**Goals:**
1. List every distinct username that posts in the Stingray seat thread below.
2. Retype the part of the Stingray seat thread below that starts with "However, if you" and goes on through "and accessory seats.".
3. According to the Stingray seat thread below, what seat would a 1968 bike have originally had?

**** Provided passage

# '68 stingray 5 speed seat



## Brian Boothe (May 16, 2017)

does anyone have a picture of what the original seat would be?
I just picked up a '68 sky blue stingray in pieces and they didn't have the seat.  need one for resto.

also a pic of original grip color would be great.  some sparkly green ones came in a bucket.  pretty sure those don't go to this bike

Thanks!!


----------



## rfeagleye (May 16, 2017)

The seat on a 1968 would be a Silver Glow seat. Just silver glitter, heat pressed stripes, with no chrome mylar inlays. Also, the stripes on a 1968 seat are somewhat closer together than on other years. Take a look at some on eBay and compare them, you'll see what I mean.

The grips for the bike would be Sly Blue Glitter slimline grips. Hope that helps!


----------



## Brian Boothe (May 16, 2017)

Excellent! I have a seat laying around that may match that description. Did the pan have a reflector bracket? This bike I got has the reflector bracket that attaches to sissy bar.


----------



## rfeagleye (May 17, 2017)

The stock seats on Schwinn Sting-Ray bikes had a welded on reflector "tab" on the bottom of the pan. Schwinn did sell over the counter banana seats that didn't have the tab welded on the pan, but included a bracket for the reflector. I don't know why there was a difference with the over the counter seats, maybe another Caber knows.

However, if you have a silver glow seat with a Schwinn Sting-Ray tag on the back, bolt that sucker on, reflector tab or reflectors bracket


----------



## Darthvader (May 17, 2017)

The reason they hod no reflector tab is because the seats were stacked in shipping boxes and getting damaged. Person reccomended that Schwinn remove the welded on brackets on bulk replacement and accessory seats.


----------

********
**** Data extract

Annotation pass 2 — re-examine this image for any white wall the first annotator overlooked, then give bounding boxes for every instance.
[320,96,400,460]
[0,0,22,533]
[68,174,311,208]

********

**Task-by-task solutions:**
1.
Brian Boothe
rfeagleye
Darthvader

2.
However, if you have a silver glow seat with a Schwinn Sting-Ray tag on the back, bolt that sucker on, reflector tab or reflectors bracket


----------



## Darthvader (May 17, 2017)

The reason they hod no reflector tab is because the seats were stacked in shipping boxes and getting damaged. Person reccomended that Schwinn remove the welded on brackets on bulk replacement and accessory seats.

3. A Silver Glow seat.